Do this.
Render every line of the material below as a Markdown table with the columns "Row" and "Line", numbering rows in order and skipping blank lines. Leave the pictures out.
* begin *
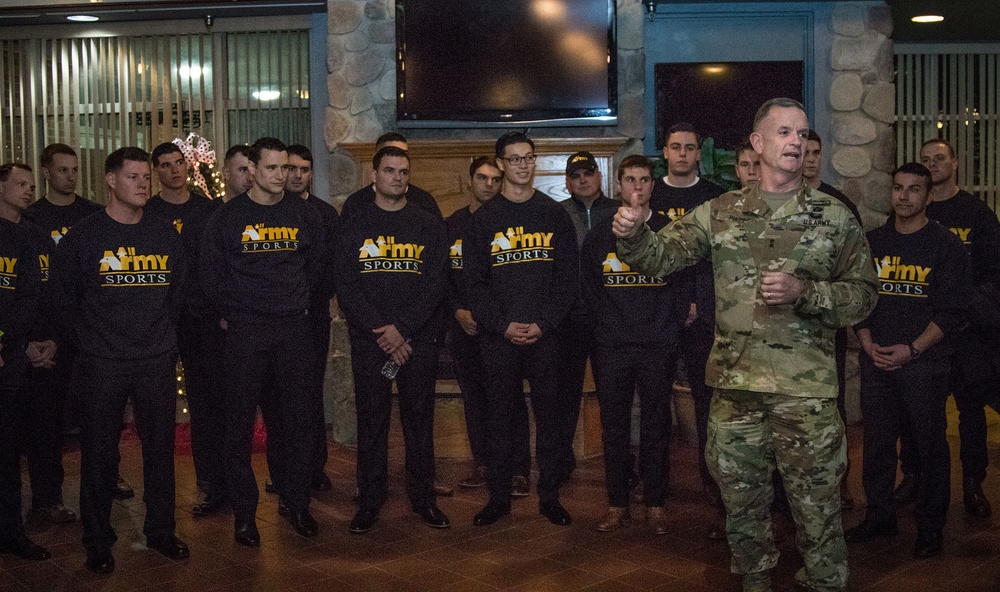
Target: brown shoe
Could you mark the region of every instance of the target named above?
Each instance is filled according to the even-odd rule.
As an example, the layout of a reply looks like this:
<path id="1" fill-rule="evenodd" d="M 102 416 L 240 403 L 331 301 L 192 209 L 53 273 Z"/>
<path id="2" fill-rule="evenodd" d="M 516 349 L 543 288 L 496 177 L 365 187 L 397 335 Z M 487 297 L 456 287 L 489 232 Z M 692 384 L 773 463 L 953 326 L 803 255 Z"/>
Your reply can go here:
* end *
Response to this task.
| Row | Line |
|---|---|
| 1 | Target: brown shoe |
| 2 | Could you mark the region of every instance of the target named above? |
| 3 | Each instance is filled according to the even-odd rule. |
| 4 | As an example, the layout of a reply looks like this: |
| 5 | <path id="1" fill-rule="evenodd" d="M 102 416 L 240 403 L 331 301 L 192 209 L 53 273 Z"/> |
| 6 | <path id="2" fill-rule="evenodd" d="M 516 349 L 543 288 L 496 177 L 365 187 L 397 335 Z M 487 297 L 456 287 L 489 232 Z M 692 384 L 773 463 L 953 326 L 803 255 Z"/> |
| 7 | Your reply can go here: |